RECORDS PROVIDED
◆ ◆ ◆ ◆ ◆
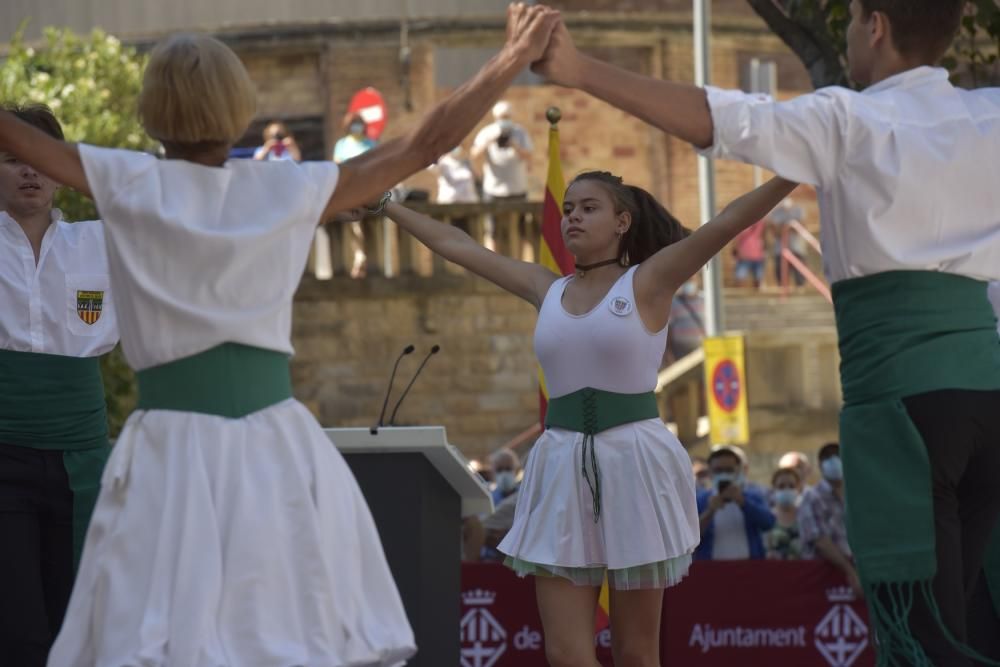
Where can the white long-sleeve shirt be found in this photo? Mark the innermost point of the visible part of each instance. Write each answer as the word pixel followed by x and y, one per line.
pixel 907 172
pixel 63 304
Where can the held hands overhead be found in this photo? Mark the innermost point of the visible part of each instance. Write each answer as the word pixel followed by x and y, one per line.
pixel 538 35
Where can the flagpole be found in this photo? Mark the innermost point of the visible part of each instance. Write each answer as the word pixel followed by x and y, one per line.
pixel 712 273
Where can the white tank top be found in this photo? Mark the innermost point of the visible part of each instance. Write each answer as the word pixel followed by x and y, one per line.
pixel 608 348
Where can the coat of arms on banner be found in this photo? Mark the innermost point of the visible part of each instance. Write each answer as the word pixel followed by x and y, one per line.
pixel 89 305
pixel 842 635
pixel 484 640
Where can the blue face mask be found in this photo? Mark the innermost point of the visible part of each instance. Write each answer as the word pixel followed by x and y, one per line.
pixel 785 497
pixel 833 469
pixel 719 478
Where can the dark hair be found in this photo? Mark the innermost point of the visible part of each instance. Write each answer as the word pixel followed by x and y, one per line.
pixel 786 471
pixel 652 225
pixel 921 28
pixel 38 115
pixel 719 453
pixel 828 450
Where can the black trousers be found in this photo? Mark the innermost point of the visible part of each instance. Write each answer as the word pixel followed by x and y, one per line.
pixel 961 430
pixel 36 552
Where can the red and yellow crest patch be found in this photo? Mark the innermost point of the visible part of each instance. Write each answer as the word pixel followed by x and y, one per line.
pixel 89 305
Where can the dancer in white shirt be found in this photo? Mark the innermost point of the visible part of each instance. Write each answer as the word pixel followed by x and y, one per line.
pixel 607 490
pixel 57 320
pixel 228 530
pixel 907 177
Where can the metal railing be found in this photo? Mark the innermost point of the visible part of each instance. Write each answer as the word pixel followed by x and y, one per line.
pixel 789 260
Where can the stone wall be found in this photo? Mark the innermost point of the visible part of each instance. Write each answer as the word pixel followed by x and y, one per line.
pixel 482 386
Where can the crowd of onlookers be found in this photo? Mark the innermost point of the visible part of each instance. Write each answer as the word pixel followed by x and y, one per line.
pixel 792 519
pixel 796 517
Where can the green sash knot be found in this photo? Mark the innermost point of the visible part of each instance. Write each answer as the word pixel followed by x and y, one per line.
pixel 590 411
pixel 903 333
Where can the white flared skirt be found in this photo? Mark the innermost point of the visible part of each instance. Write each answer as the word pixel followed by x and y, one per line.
pixel 231 543
pixel 648 510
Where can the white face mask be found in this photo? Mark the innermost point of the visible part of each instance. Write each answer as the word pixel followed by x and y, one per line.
pixel 506 481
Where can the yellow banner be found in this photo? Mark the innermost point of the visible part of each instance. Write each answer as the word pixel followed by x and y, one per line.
pixel 725 382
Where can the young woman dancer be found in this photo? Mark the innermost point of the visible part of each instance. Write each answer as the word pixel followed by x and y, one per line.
pixel 608 489
pixel 228 531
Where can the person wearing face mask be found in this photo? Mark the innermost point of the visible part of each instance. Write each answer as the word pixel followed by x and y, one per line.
pixel 821 518
pixel 733 517
pixel 782 542
pixel 506 466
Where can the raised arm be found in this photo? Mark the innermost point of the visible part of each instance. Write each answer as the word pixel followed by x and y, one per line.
pixel 660 276
pixel 524 279
pixel 57 159
pixel 802 139
pixel 366 176
pixel 676 108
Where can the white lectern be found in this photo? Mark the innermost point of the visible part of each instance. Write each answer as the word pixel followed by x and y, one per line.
pixel 418 488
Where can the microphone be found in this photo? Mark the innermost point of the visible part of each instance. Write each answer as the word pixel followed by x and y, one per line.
pixel 434 350
pixel 381 418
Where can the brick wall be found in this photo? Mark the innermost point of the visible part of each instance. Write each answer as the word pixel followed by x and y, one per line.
pixel 481 386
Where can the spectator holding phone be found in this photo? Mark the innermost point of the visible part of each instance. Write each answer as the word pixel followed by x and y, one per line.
pixel 733 518
pixel 821 518
pixel 279 144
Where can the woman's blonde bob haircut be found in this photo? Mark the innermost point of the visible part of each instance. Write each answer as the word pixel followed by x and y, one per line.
pixel 196 91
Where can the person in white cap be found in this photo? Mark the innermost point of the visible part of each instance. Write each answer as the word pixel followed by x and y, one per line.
pixel 506 147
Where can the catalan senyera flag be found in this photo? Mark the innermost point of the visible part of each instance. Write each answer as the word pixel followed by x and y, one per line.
pixel 554 256
pixel 552 251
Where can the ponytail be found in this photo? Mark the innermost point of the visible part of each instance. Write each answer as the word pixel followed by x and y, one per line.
pixel 652 228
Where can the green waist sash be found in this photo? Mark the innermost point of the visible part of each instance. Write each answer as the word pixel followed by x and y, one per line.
pixel 590 411
pixel 50 401
pixel 228 380
pixel 902 333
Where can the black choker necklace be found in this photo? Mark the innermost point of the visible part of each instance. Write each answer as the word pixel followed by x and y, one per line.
pixel 583 268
◆ ◆ ◆ ◆ ◆
DO THIS
Write the records from the line containing "Where can the black trousers" through the line containing "pixel 36 552" as a two-column CSV with the columns input and output. Give one row per record, holding its text and its answer, each in a single quoted field with line breaks replaced by spaces.

REPLY
input,output
"Where can the black trousers be found in this photo? Mark the innermost point of the visible part of each instance. Write each answer as the word pixel followed by x and y, one per line.","pixel 961 430 pixel 36 552"